§ PAGE EXTRACT
= Beginning of Section =
Corporate Valuation Will Never Be the Same — Nor Should It
In uncertain times, a more rigorous approach to valuing companies is gaining ground
The coronavirus pandemic has played havoc, to say the least, with markets worldwide. Many believe the financial effects will linger well beyond the end of the pandemic itself. In this uncertain environment, how can investors reliably identify sources of value?
This is a watershed moment for the way corporate valuation is traditionally done, says Wharton marketing professor Pete Fader. He believes that, out of necessity, greater caution and scrutiny will reign among investors. “Investors are now assuming a much wider range of possible future outcomes when they evaluate what companies to buy and hold. Because of this uncertainty, investors are much less willing to let go of their hard-earned cash unless they know they’re getting really good value.”
Fader asserts he’s already laid out a path for performing that closer scrutiny. In fact, about two years before the pandemic hit, he and Emory University marketing professor Dan McCarthy introduced a method they call customer-based corporate valuation (CBCV). CBCV involves enhancing the traditional corporate valuation approach by probing data about customer acquisition, retention, and spend. It’s a strategy that Fader says is “more principled, thoughtful, and bottom-up.”
= End of Section =
§ WORK ORDER
Copy the article on corporate valuation above word for word, from its title through its last sentence.

§ SOURCE INFORMATION
= Beginning of Section =
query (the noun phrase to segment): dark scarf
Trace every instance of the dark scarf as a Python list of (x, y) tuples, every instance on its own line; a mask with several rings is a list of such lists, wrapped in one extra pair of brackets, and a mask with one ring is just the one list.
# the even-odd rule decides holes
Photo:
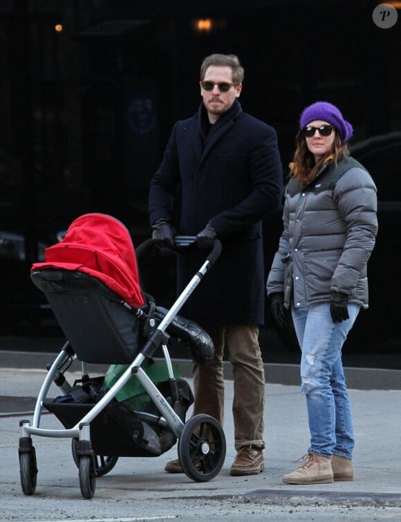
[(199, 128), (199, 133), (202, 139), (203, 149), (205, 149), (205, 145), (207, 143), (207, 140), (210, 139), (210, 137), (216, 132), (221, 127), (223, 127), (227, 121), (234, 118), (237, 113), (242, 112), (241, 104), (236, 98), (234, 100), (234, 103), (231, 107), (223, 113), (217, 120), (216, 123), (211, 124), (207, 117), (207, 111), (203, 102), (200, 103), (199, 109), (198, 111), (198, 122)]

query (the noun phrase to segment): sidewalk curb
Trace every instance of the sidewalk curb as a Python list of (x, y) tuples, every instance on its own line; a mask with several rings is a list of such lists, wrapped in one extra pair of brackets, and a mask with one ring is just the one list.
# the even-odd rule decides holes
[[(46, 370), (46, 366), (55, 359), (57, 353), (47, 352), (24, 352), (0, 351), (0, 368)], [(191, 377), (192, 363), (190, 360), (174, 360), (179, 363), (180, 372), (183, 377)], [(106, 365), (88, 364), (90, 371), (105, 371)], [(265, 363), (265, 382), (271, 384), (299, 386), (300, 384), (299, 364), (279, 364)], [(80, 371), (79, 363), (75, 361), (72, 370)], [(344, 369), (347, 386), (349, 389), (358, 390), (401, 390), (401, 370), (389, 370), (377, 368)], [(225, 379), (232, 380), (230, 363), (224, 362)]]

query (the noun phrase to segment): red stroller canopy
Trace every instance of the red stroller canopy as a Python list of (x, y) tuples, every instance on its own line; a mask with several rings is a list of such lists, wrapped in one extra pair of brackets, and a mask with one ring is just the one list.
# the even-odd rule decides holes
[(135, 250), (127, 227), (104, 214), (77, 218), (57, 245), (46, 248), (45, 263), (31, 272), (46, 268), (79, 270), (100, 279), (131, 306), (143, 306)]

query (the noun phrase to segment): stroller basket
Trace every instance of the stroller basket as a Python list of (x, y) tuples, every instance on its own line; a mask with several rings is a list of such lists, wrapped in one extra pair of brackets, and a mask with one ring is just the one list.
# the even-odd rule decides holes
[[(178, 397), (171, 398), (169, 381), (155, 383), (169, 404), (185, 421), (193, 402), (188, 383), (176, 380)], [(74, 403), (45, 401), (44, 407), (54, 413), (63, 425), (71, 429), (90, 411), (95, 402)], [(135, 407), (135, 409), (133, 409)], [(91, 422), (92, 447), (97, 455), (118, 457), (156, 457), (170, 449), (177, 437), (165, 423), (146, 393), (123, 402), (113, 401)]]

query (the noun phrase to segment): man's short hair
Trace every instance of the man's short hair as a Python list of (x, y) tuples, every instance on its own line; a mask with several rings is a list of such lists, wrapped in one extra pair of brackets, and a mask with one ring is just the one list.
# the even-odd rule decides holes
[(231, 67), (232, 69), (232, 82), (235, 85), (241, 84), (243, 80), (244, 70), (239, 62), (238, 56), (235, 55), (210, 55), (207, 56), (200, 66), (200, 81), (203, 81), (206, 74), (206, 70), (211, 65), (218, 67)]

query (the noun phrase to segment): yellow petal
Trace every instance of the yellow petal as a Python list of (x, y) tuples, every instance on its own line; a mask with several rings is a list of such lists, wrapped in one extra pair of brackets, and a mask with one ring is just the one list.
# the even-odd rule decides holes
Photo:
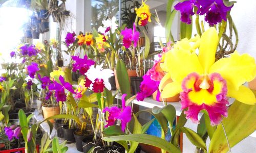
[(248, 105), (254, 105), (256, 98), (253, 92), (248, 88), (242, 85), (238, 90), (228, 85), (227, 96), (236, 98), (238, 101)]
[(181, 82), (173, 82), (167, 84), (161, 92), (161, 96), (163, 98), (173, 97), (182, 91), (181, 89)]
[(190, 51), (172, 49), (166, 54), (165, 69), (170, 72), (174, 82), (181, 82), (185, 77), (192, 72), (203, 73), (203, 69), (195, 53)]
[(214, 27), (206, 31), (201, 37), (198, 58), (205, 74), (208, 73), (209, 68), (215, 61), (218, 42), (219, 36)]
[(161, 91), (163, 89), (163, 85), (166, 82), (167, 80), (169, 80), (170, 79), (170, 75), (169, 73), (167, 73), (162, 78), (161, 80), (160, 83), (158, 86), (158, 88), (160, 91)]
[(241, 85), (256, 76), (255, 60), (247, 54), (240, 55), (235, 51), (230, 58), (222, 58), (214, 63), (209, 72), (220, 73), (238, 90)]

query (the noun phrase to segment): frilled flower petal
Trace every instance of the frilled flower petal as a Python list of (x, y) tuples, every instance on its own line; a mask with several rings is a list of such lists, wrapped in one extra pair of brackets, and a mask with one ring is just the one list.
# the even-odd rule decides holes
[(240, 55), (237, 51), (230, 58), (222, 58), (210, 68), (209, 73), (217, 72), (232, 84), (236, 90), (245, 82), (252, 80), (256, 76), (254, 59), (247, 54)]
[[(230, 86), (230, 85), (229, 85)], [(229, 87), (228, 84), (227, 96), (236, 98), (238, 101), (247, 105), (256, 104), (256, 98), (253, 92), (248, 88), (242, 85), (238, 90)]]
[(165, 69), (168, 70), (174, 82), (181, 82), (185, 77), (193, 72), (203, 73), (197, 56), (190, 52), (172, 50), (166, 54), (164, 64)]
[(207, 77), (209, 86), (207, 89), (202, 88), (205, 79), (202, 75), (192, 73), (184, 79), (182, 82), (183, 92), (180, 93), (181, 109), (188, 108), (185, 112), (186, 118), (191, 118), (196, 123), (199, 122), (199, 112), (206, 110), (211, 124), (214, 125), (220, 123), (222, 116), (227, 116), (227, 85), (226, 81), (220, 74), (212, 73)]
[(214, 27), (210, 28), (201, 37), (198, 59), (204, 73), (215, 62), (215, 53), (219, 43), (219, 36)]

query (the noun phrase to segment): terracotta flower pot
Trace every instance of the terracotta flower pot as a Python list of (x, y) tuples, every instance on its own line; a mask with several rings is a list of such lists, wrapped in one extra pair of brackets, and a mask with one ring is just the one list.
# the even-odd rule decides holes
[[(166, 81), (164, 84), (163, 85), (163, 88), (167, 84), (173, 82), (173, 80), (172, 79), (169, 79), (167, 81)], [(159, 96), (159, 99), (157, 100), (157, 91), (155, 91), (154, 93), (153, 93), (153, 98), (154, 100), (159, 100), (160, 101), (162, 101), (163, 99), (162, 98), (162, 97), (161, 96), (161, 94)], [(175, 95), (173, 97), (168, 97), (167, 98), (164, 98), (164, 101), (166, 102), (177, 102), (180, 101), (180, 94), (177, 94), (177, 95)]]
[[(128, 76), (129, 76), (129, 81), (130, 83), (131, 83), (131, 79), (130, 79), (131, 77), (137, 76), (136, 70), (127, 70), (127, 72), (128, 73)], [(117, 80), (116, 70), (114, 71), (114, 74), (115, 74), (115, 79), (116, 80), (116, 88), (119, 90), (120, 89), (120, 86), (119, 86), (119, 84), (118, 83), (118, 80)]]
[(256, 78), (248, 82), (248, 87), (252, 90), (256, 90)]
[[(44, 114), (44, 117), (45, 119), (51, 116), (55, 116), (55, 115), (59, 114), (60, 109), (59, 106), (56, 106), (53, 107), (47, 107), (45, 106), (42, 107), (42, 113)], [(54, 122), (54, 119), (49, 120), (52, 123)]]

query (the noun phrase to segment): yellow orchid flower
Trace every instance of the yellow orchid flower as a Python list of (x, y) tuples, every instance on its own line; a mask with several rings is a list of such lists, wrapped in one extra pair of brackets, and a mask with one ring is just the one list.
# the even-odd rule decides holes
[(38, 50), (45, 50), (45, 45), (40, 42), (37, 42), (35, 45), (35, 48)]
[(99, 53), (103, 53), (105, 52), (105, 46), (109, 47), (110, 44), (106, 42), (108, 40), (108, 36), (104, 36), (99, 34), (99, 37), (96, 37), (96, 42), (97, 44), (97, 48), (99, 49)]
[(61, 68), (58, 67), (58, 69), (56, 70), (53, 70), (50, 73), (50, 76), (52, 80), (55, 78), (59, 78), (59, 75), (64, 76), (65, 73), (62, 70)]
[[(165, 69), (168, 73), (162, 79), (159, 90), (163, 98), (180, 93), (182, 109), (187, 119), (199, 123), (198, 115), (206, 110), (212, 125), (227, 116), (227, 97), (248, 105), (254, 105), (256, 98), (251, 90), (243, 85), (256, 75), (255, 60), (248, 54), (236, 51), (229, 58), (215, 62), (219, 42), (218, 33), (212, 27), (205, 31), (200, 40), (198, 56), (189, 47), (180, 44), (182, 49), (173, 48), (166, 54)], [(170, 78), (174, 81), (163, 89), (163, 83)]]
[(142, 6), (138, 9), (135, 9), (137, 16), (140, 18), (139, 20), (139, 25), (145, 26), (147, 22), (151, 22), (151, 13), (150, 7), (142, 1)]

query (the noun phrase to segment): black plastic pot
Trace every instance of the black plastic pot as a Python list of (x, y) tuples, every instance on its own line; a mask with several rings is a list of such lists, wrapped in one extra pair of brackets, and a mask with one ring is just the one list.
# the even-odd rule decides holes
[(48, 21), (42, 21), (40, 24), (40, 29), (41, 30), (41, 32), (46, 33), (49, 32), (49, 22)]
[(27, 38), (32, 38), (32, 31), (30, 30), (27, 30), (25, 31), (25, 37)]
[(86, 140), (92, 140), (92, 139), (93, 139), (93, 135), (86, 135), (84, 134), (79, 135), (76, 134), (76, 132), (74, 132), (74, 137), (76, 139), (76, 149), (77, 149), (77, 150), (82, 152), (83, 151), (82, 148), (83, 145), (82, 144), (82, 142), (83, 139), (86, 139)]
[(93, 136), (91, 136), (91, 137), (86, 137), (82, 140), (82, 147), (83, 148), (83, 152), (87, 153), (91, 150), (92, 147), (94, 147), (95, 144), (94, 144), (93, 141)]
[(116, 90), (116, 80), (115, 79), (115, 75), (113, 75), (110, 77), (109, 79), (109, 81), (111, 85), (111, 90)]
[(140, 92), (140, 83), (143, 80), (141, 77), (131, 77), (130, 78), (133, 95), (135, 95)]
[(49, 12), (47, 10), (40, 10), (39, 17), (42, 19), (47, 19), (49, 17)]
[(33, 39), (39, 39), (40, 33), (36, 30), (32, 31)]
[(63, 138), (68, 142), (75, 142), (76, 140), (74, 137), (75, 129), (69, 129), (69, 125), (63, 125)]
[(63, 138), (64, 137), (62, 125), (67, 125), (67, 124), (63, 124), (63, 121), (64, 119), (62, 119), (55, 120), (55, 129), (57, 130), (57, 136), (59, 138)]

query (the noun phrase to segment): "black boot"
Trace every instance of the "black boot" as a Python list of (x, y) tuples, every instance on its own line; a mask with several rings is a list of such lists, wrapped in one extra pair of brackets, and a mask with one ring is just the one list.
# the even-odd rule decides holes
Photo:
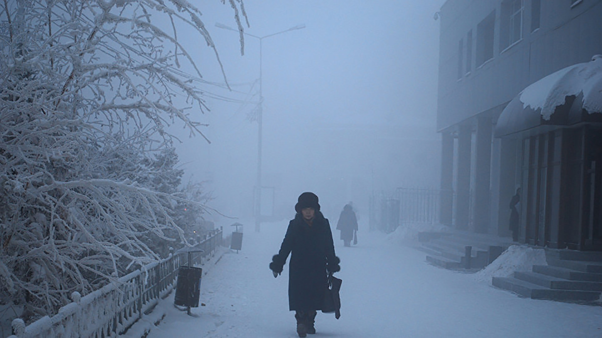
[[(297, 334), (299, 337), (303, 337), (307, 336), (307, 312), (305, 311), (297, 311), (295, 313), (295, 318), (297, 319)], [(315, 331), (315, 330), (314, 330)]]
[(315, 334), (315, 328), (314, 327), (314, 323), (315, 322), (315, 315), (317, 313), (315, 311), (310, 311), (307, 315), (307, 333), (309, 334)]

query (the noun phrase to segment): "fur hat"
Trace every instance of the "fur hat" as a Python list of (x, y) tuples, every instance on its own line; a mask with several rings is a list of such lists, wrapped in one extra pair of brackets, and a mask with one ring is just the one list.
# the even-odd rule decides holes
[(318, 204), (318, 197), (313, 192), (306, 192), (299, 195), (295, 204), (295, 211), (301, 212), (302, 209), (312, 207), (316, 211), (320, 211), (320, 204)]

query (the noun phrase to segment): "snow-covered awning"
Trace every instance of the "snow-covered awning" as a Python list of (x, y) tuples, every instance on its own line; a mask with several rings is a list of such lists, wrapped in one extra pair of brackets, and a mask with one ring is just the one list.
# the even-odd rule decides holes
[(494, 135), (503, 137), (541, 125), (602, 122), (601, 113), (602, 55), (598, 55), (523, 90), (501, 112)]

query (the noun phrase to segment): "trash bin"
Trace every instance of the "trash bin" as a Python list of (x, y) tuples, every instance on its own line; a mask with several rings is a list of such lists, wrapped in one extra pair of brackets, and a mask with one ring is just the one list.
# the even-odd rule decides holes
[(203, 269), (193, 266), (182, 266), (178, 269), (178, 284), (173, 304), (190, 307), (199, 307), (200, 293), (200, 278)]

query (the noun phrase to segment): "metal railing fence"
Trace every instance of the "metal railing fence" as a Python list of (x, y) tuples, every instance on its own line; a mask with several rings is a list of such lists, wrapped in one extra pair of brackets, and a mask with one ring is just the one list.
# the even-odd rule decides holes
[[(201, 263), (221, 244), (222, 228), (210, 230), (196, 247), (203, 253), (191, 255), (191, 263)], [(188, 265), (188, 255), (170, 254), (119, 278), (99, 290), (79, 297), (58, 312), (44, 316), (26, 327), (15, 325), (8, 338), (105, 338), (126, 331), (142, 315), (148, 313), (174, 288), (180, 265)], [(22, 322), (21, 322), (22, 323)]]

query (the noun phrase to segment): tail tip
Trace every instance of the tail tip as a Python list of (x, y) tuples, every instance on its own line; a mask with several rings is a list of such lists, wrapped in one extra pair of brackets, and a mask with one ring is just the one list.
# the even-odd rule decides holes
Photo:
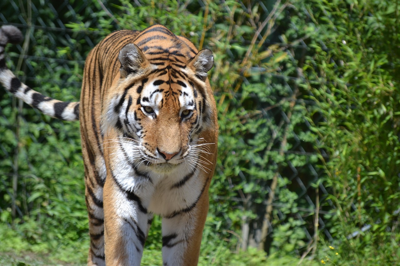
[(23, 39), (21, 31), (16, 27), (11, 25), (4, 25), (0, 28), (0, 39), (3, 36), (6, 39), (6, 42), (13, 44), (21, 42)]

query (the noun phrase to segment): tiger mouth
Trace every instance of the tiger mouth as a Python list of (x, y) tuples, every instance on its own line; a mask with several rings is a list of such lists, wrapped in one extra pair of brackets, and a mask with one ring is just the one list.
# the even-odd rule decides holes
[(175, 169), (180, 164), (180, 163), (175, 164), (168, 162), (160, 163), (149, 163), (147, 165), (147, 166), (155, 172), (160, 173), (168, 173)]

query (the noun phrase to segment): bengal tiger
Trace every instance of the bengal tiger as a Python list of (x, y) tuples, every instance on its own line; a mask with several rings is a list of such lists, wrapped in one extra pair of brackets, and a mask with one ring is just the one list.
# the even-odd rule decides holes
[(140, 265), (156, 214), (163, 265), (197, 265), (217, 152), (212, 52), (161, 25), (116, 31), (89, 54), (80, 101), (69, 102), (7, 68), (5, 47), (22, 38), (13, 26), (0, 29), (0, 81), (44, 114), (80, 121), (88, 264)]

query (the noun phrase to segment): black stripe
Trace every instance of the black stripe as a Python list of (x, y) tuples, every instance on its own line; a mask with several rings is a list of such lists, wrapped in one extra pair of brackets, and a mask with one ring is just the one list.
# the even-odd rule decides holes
= End of Section =
§ ANSWER SPACE
Corporate Valuation Will Never Be the Same — Nor Should It
In uncertain times, a more rigorous approach to valuing companies is gaining ground
The coronavirus pandemic has played havoc, to say the least, with markets worldwide. Many believe the financial effects will linger well beyond the end of the pandemic itself. In this uncertain environment, how can investors reliably identify sources of value?
This is a watershed moment for the way corporate valuation is traditionally done, says Wharton marketing professor Pete Fader. He believes that, out of necessity, greater caution and scrutiny will reign among investors. “Investors are now assuming a much wider range of possible future outcomes when they evaluate what companies to buy and hold. Because of this uncertainty, investors are much less willing to let go of their hard-earned cash unless they know they’re getting really good value.”
Fader asserts he’s already laid out a path for performing that closer scrutiny. In fact, about two years before the pandemic hit, he and Emory University marketing professor Dan McCarthy introduced a method they call customer-based corporate valuation (CBCV). CBCV involves enhancing the traditional corporate valuation approach by probing data about customer acquisition, retention, and spend. It’s a strategy that Fader says is “more principled, thoughtful, and bottom-up.”